SHORT PROBLEM
Can you copy the listing below line for line, leaving every character unchanged?

┌─ SUPPLIED RECORDS

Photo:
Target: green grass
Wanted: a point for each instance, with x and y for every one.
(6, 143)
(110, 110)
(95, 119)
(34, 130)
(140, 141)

└─

EXERCISE OUTPUT
Photo:
Target: green grass
Wanted: a point for each instance, with x and y for every one.
(6, 143)
(110, 110)
(95, 119)
(34, 130)
(140, 141)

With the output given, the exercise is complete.